TASK STATEMENT: Rewrite every one of the entries below as a numbered list, dropping the blank lines. Leave the pictures out of your answer.

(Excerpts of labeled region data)
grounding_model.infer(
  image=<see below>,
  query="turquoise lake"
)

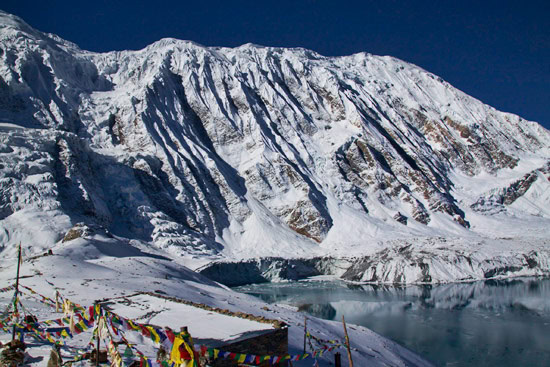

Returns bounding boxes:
[234,278,550,367]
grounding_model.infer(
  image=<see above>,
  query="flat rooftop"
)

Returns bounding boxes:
[105,294,275,347]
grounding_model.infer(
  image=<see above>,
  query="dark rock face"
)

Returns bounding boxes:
[0,13,550,268]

RIGHT ANSWER:
1. grounding_model.infer(
2.   image=<see below>,
3.   query="turquoise lake"
4. )
5. Returns bounding boxes:
6. [234,278,550,367]
7. grounding_model.infer(
8.   image=<see above>,
9.   query="flat rooftop"
10. )
11. Returns bounding boxes:
12. [105,294,275,347]
13. grounding_model.infer(
14.   image=<see above>,
15.   query="dark rock face"
16. )
17. Returns bounding boxes:
18. [0,13,550,268]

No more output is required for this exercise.